(Given data begins)
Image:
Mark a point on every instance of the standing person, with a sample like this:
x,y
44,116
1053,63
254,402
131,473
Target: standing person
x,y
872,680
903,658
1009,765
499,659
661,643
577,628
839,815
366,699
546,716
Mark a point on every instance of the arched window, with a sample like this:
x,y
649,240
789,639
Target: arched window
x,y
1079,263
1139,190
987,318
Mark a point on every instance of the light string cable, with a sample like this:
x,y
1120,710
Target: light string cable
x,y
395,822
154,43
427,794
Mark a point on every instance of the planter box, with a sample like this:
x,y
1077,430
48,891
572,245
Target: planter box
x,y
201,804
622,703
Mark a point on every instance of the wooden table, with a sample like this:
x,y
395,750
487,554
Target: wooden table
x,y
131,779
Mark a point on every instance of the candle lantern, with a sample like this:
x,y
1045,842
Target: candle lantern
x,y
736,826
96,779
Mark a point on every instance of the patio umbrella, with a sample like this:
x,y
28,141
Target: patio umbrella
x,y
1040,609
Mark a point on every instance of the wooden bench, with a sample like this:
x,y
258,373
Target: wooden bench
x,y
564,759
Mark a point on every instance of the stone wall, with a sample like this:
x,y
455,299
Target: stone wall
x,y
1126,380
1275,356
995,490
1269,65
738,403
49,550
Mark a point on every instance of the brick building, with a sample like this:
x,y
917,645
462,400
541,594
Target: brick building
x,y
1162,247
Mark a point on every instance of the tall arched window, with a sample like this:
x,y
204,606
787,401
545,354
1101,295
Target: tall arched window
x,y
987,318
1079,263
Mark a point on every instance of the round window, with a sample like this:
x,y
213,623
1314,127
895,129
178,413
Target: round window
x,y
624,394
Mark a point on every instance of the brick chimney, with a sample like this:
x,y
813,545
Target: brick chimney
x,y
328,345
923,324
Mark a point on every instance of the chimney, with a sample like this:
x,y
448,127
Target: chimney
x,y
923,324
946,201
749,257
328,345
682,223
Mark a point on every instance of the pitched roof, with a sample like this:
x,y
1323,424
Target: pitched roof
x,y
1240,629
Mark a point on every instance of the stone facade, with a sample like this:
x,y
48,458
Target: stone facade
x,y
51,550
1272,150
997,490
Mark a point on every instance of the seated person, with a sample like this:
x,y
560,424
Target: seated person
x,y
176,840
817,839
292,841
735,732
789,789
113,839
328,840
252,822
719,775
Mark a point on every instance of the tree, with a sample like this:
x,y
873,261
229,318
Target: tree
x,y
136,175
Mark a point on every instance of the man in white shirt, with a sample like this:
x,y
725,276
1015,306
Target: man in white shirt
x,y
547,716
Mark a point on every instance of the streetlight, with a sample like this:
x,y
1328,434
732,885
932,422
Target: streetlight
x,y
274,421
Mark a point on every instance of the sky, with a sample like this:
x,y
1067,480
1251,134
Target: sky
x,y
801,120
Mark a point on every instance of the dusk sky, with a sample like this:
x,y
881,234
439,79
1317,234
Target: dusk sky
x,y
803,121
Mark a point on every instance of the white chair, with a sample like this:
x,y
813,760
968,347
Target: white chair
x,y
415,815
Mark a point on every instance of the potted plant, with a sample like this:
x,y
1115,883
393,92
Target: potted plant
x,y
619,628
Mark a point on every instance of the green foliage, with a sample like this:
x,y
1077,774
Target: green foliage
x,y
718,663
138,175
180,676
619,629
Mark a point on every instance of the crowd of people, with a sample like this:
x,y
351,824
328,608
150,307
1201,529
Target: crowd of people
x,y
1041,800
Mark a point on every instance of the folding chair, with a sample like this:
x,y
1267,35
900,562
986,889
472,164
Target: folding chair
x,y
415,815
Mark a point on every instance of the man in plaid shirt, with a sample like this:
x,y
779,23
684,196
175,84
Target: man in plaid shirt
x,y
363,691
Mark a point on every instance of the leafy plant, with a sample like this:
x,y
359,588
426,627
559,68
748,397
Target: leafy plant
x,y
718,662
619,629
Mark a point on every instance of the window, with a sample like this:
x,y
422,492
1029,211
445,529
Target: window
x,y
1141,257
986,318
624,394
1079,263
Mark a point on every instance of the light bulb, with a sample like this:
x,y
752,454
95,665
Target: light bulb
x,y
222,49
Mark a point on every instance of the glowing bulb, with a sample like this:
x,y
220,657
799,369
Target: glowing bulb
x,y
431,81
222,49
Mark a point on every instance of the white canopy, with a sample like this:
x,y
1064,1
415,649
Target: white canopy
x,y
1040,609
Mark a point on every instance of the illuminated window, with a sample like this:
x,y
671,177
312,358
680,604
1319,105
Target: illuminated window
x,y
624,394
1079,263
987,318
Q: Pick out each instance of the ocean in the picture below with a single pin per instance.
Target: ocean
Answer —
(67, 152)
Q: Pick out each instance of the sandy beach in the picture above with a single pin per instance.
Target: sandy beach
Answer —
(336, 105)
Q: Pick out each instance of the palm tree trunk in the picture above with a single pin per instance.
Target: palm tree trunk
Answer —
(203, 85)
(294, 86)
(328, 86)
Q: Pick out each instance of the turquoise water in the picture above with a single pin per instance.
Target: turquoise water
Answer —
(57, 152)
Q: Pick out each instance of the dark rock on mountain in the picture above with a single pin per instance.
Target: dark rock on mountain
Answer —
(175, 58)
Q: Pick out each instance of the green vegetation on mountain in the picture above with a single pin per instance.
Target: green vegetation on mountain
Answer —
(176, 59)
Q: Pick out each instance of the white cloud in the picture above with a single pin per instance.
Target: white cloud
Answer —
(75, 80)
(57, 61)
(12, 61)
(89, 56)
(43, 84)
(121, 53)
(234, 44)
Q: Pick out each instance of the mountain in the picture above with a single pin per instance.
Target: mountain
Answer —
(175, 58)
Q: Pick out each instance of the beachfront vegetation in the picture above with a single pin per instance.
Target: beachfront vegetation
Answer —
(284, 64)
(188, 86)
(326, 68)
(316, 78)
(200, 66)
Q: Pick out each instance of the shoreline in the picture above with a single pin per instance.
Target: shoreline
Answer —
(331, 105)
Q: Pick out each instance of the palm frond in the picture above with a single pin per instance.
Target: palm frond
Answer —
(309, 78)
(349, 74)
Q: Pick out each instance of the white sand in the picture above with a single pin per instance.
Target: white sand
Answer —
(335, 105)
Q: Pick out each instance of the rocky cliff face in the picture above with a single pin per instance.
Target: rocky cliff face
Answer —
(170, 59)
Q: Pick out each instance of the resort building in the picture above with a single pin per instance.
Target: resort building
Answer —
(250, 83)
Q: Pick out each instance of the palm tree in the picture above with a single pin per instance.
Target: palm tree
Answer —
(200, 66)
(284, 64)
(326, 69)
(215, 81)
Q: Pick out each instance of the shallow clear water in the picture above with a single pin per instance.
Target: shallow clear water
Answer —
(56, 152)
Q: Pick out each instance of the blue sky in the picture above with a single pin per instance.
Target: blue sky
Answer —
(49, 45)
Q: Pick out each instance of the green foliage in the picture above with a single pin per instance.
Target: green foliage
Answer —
(Given data ends)
Task objective:
If a line in the material contains "sandy", show it.

Solution below:
Q: Pick out each instance of the sandy beach in the picture above with a single pin per instance.
Target: sandy beach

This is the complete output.